EXTRACTED MATERIAL section start

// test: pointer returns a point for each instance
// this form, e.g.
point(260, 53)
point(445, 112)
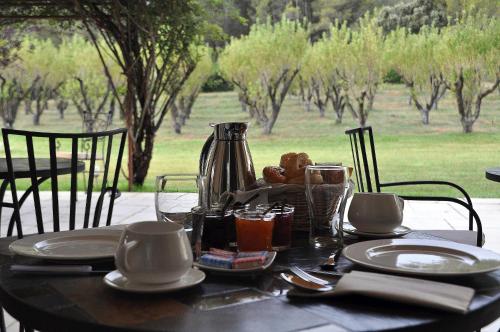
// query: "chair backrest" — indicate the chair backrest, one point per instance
point(364, 158)
point(43, 168)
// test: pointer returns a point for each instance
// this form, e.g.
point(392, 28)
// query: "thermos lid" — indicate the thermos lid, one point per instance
point(230, 131)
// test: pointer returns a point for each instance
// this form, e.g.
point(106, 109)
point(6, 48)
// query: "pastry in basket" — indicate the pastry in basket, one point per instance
point(273, 174)
point(291, 170)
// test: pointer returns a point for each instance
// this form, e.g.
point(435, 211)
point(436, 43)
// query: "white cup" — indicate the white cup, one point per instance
point(154, 252)
point(376, 212)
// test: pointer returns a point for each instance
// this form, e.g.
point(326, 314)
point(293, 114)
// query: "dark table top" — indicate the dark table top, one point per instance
point(229, 303)
point(22, 169)
point(493, 174)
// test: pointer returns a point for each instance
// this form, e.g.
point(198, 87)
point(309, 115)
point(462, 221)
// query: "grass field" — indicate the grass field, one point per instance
point(407, 150)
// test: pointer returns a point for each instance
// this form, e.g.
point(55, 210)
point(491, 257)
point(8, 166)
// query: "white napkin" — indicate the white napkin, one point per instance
point(433, 294)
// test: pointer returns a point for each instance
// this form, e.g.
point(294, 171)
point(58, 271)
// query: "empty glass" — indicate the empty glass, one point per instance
point(175, 196)
point(326, 187)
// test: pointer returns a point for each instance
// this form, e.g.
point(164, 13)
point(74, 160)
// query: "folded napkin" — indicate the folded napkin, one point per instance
point(232, 260)
point(433, 294)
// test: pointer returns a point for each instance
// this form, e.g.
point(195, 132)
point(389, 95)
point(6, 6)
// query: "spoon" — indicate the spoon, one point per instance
point(331, 261)
point(304, 284)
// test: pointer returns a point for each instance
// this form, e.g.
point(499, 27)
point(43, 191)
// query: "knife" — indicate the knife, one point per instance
point(56, 269)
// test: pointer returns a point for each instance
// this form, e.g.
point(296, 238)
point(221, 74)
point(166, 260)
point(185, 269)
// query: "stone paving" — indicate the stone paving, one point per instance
point(132, 207)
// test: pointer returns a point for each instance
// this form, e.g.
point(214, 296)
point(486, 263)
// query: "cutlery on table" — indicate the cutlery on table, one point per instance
point(304, 284)
point(333, 274)
point(308, 277)
point(330, 263)
point(56, 269)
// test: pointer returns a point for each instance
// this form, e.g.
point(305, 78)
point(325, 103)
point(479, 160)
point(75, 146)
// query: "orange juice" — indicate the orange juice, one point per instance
point(254, 231)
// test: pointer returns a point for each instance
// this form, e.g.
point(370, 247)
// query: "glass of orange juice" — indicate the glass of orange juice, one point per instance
point(254, 230)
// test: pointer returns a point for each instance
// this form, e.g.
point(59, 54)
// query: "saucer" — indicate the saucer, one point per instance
point(397, 232)
point(115, 279)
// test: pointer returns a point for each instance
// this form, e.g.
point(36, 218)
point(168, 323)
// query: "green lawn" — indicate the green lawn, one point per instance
point(407, 150)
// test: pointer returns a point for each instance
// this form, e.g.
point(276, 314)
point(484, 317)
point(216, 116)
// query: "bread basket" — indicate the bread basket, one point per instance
point(294, 194)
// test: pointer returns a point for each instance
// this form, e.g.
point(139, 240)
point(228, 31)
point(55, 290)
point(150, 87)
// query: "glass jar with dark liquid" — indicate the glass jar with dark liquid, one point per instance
point(217, 229)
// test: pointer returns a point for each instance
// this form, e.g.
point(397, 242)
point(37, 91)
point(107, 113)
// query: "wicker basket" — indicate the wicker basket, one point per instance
point(326, 197)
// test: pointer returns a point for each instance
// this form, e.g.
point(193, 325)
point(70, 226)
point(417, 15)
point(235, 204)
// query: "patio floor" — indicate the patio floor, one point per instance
point(132, 207)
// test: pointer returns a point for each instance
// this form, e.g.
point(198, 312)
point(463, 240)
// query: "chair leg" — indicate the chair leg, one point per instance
point(2, 321)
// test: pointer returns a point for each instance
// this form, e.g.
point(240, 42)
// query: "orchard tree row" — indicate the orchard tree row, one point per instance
point(343, 69)
point(71, 73)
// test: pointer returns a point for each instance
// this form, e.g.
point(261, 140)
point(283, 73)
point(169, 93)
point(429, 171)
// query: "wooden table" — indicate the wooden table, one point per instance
point(22, 171)
point(493, 174)
point(224, 303)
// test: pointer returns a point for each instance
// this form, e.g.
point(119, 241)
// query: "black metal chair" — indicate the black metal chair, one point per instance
point(368, 180)
point(46, 142)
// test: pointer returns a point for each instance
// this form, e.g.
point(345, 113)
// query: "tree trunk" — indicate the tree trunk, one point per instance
point(425, 117)
point(142, 155)
point(27, 106)
point(362, 115)
point(467, 125)
point(338, 103)
point(174, 115)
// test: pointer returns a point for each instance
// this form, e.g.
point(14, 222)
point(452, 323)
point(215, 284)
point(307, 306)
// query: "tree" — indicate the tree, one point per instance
point(413, 15)
point(414, 58)
point(182, 108)
point(11, 94)
point(363, 66)
point(469, 58)
point(150, 40)
point(323, 65)
point(87, 86)
point(266, 77)
point(11, 91)
point(43, 74)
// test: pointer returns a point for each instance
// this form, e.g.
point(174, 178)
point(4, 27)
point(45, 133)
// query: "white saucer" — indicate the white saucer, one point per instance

EXTRACTED MATERIAL section end

▸ EXERCISE DESCRIPTION: The required output is every line above from the one with "point(499, 27)" down to the one with "point(185, 269)", restated word for word, ends included.

▸ EXERCISE RESPONSE:
point(499, 27)
point(43, 191)
// query: "knife" — indicate the knife, one point per instance
point(56, 269)
// test: pointer returns a point for each instance
// this form, e.g.
point(296, 238)
point(221, 74)
point(166, 260)
point(185, 269)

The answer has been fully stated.